**Desafio 1:** Filtre a listagem e copie todas as linhas que contêm a palavra "position", diferenciando maiúsculas de minúsculas.

**Texto fornecido:**
::::::::

O direito processual civil e do trabalho no estado democrático brasileiro: compromisso processual com a efetividade da constituição cidadã

AutorLuciana Cristina de Souza
Páginas9-13

Page 9

1. Introdução

A reflexão aqui apresentada traz como ponto focal a análise dos potenciais conflitos hermenêuticos entre a aplicação do Novo Código de Processo Civil (Lei
n. 13.105, de 16 de março de 2015) e o Processo do Trabalho, sob a vertente do Direito Constitucional. Defende-se que a relação entre esses dois ramos do Direito deve ser mediada pela aplicação das normas de validade constitucional das legislações, mas sob uma perspectiva mais extensa do que a tradicional. Parte-se da premissa apresentada por Rosenfeld de que a identidade constitucional de uma sociedade contempla não somente a igual-dade, mas também as diferenças ali presentes e de que, diante disso, é necessário uma “constituição transversal” (JACOBSON apud ROSENFELD, 1994, p. 10-11). E o objetivo primaz dessa Constituição é efetivar os direitos nela inscritos e que conferem aos seus indivíduos a condição de cidadãos.

::::::::

**Material de entrada:**
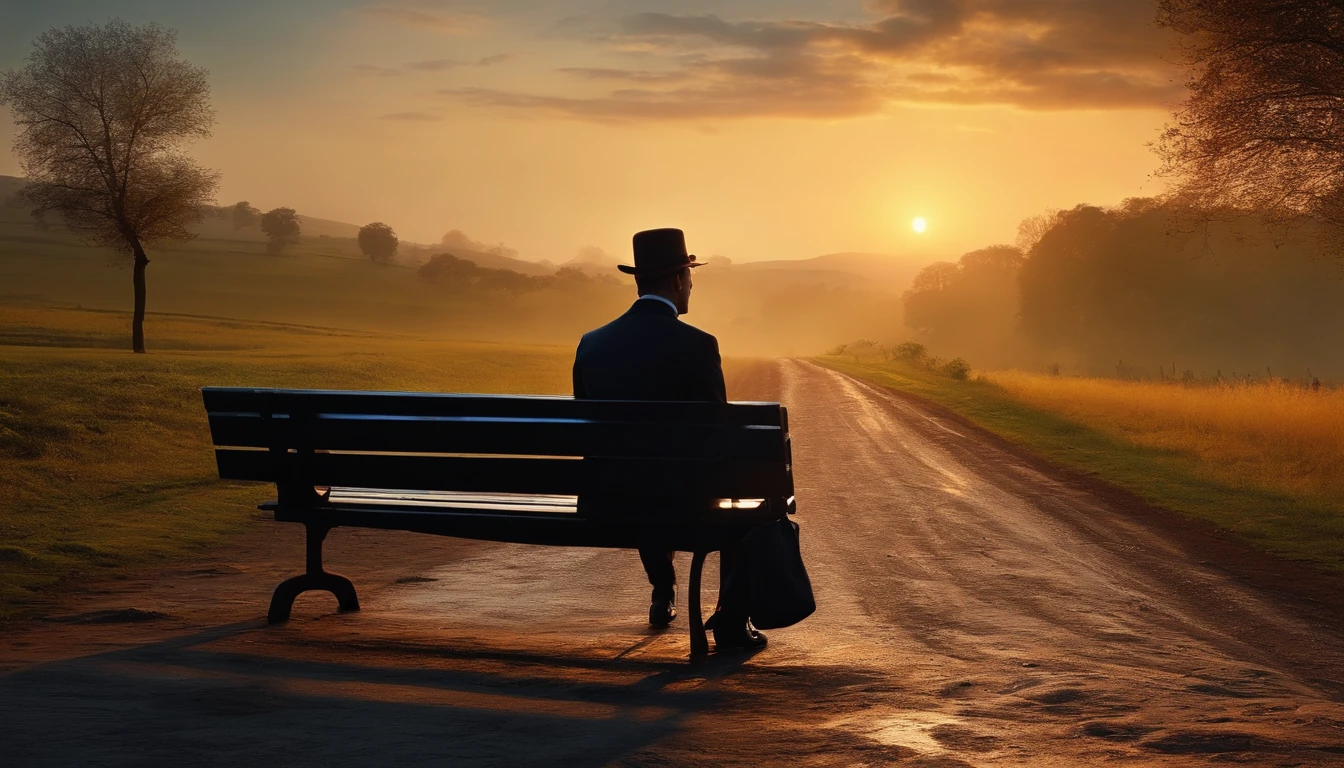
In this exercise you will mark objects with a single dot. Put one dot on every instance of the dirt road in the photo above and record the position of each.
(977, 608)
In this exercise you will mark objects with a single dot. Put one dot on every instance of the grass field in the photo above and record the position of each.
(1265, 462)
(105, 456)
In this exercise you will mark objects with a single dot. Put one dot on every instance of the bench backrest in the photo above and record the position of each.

::::::::

**Desafio 2:** Dê continuidade ao texto sobre o processo civil e do trabalho à luz da Constituição, a partir da última frase apresentada.

**Resposta escrita 1:**
In this exercise you will mark objects with a single dot. Put one dot on every instance of the dirt road in the photo above and record the position of each.
In this exercise you will mark objects with a single dot. Put one dot on every instance of the grass field in the photo above and record the position of each.
In this exercise you will mark objects with a single dot. Put one dot on every instance of the bench backrest in the photo above and record the position of each.

**Resposta escrita 2:**
Considera-se que, uma vez que as normas jurídicas são instrumentos de efetivação de direitos fundamentais pelos quais a cidadania se exerce, toda ação estatal e legislativa no sentido de diminuir ou dificultar o acesso a esses direitos deve resultar na declaração de inconstitucionalidade da norma que originou o ato impeditivo da efetividade do direito prejudicado. Assim, a transformação da área processual civil, que impactou fortemente nas Justiças Especiais, tem por finalidade aperfeiçoar o modo pelo qual se garante a cidadania, concretizando direitos fundamentais e assegurando princípios constitucionais processuais como o contraditório e a ampla defesa. Desse compromisso, entre processo e texto magno, infere-se que seria possível arguir a inconstitucionalidade, pela via incidental, de toda norma cuja aplicação prejudicasse a efetivação da identidade constitucional brasileira.

Isso é possível porque a inconstitucionalidade das normas interfere no grau de obediência que alcançarão no ordenamento jurídico pátrio e, também, no modo como tornam concretos direitos, ab initio, meramente abstratos, mas fulcrais para a efetividade da cidadania. Pode-se afirmar que: “A inconstitucionalidade, como categoria dogmática, é um fenômeno relacionado ao reconhecimento da Constituição como norma dotada de supremacia e imperatividade.” (PEREIRA; GONÇALVES, 2015, p. 131). É uma relação lógica entre o “objeto controlado” (tradicionalmente uma norma jurídica ou omissão normativa) e o “parâmetro de referência” (o sistema normativo constitucional), que justifica invalidar-se o primeiro em decorrência de sua desarmonia para com a norma fundamental. Assim, apontar a inconstitucionalidade dogmática de uma norma infraconstitucional é indicar sua falha quanto à técnica legislativa usada em sua elaboração ou quanto às matérias por ela tratada, que não seriam de sua competência, por exemplo.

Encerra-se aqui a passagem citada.